WRITTEN PROBLEM A:
Please reproduce everything in the passage on cheque dishonor from "A Division Bench" down to "Act to mediation.", word for word.
WRITTEN PROBLEM B:
Write out the entries verbatim, everything from their first line down to the line containing "point(280, 283)", with both ends included.

The object of introducing Section 138 in the Negotiable Instruments Act, 1881 (hereinafter referred to as "NI Act") is to enhance the acceptability of cheques in the settlement of liabilities. The drawer of cheque is made liable to prosecution on dishonor of cheque with safeguards to prevent harassment to honest cheque bearers. The object of the provision is to facilitate smooth functioning of any transaction between the drawer and the bearer. The provision proves out to be very helpful and indeed necessary as there were several cases of frauds and it was high time that people were made to realize the seriousness of issuing a cheque as a financial instrument. Dishonor of cheque not only causes incalculable loss, injury and inconvenience to the payee but also brings a huge setback to the credibility of business transactions involved therein.

A Division Bench of the Hon'ble Delhi High Court (hereinafter referred to as the "HC") in its recent judgment delivered on October 17, 2017, in a matter titled as "Dayawati vs. Yogesh Kumar Gosain", passed in a Criminal Reference No. 1 of 2016, has laid down the law relating to the legal permissibility of referring a complaint case under Section 138 of NI Act for amicable settlement through mediation, procedure to be followed upon settlement and the legal implications of breach of the mediation settlement. The HC has held that it is legal to refer a criminal compoundable case as one under Section 138 of the NI Act to mediation.

[Dataset items]
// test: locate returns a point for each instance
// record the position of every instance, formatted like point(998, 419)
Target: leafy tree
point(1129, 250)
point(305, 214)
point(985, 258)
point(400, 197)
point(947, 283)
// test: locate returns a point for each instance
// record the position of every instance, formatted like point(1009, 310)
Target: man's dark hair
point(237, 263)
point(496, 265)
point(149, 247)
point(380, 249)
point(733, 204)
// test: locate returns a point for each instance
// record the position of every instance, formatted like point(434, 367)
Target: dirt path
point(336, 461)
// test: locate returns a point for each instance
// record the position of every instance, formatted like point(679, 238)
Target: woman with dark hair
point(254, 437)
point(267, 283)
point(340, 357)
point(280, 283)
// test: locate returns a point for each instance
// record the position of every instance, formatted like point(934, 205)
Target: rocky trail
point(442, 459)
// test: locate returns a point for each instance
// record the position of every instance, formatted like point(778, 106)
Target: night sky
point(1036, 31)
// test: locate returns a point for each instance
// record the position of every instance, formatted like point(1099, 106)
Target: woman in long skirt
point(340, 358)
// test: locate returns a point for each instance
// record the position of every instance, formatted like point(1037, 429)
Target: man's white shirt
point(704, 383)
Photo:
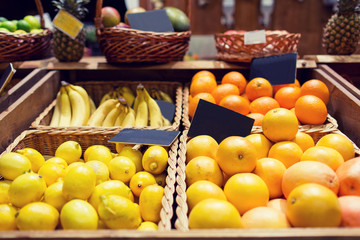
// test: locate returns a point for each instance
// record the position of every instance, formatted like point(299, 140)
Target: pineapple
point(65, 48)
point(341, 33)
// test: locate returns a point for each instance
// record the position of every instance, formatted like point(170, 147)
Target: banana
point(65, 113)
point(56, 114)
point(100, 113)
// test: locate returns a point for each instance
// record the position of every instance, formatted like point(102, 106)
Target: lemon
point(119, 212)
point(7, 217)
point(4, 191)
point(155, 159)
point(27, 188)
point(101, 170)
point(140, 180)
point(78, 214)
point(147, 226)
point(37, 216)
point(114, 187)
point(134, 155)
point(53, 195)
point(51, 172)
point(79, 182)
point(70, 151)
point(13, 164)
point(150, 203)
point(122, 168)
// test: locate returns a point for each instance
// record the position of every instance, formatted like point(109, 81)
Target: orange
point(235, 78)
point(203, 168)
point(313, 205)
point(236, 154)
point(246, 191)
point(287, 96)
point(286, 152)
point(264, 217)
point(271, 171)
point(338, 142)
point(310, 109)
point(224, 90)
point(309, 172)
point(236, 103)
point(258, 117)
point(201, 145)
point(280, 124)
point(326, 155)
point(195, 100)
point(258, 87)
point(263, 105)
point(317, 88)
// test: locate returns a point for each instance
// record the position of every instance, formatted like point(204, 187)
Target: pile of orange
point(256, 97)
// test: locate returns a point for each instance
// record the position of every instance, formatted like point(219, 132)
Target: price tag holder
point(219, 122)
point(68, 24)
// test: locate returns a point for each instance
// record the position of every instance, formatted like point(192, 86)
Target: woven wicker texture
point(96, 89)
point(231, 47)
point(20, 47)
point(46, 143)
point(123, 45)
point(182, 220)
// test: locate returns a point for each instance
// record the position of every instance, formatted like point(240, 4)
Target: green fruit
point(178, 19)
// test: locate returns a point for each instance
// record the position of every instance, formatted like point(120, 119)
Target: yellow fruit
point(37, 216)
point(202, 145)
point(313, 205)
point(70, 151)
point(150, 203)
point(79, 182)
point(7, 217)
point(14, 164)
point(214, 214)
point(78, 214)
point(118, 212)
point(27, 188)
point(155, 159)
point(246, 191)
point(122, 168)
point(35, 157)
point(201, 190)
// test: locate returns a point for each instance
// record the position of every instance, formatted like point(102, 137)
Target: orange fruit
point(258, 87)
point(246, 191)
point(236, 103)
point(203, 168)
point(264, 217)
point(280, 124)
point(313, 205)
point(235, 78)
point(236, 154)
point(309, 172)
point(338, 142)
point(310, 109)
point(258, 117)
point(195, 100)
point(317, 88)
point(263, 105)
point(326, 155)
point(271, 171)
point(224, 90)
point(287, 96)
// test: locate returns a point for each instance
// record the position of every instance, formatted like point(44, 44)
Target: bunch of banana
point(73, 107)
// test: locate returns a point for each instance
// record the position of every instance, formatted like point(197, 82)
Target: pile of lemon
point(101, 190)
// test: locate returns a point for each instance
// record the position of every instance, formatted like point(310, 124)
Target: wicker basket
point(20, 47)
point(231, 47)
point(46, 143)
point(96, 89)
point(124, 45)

EXERCISE OUTPUT A:
A Division Bench of the Hon'ble Delhi High Court (hereinafter referred to as the "HC") in its recent judgment delivered on October 17, 2017, in a matter titled as "Dayawati vs. Yogesh Kumar Gosain", passed in a Criminal Reference No. 1 of 2016, has laid down the law relating to the legal permissibility of referring a complaint case under Section 138 of NI Act for amicable settlement through mediation, procedure to be followed upon settlement and the legal implications of breach of the mediation settlement. The HC has held that it is legal to refer a criminal compoundable case as one under Section 138 of the NI Act to mediation.

EXERCISE OUTPUT B:
// test: locate returns a point for each instance
// record the position of every instance, formatted like point(998, 419)
Target: leafy tree
point(1129, 250)
point(305, 214)
point(985, 258)
point(400, 197)
point(947, 283)
// test: locate returns a point for each instance
// record the position of every instance, formatted like point(1009, 310)
Target: man's dark hair
point(237, 263)
point(496, 265)
point(149, 247)
point(380, 249)
point(733, 204)
// test: locate returns a point for each instance
// record the position of every instance, formatted like point(434, 367)
Target: dirt path
point(336, 461)
// test: locate returns a point for each instance
// record the position of every instance, formatted like point(679, 238)
Target: woman with dark hair
point(254, 437)
point(267, 283)
point(340, 357)
point(280, 283)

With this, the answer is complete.